练习题目: 能把下面的全部记录改写成一个 JSON 字符串列表吗？每行对应一个字符串，空行略去，图片不要放进答案。

已存储的数据集条目:
^^^^
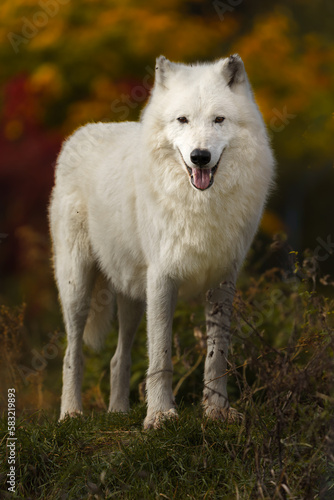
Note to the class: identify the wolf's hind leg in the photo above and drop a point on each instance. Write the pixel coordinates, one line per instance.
(130, 313)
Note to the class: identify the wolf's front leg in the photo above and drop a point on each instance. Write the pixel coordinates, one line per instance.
(218, 319)
(161, 302)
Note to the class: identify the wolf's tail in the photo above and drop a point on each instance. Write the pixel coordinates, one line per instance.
(101, 313)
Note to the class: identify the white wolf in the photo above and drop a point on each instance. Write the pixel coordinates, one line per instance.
(142, 211)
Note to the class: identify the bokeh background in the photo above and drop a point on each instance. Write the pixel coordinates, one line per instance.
(64, 63)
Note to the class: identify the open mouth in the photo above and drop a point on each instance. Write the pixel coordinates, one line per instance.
^^^^
练习作答:
[
  "Note to the class: identify the wolf's hind leg in the photo above and drop a point on each instance. Write the pixel coordinates, one line per instance.",
  "(130, 313)",
  "Note to the class: identify the wolf's front leg in the photo above and drop a point on each instance. Write the pixel coordinates, one line per instance.",
  "(218, 319)",
  "(161, 302)",
  "Note to the class: identify the wolf's tail in the photo above and drop a point on each instance. Write the pixel coordinates, one line per instance.",
  "(101, 313)",
  "Note to the class: identify the white wolf in the photo above and drop a point on each instance. Write the pixel coordinates, one line per instance.",
  "(142, 211)",
  "Note to the class: identify the bokeh background in the photo above and drop a point on each instance. Write the pixel coordinates, one line per instance.",
  "(64, 63)",
  "Note to the class: identify the open mouth in the photo above and drop a point on each instance. Write the pixel coordinates, one line per instance."
]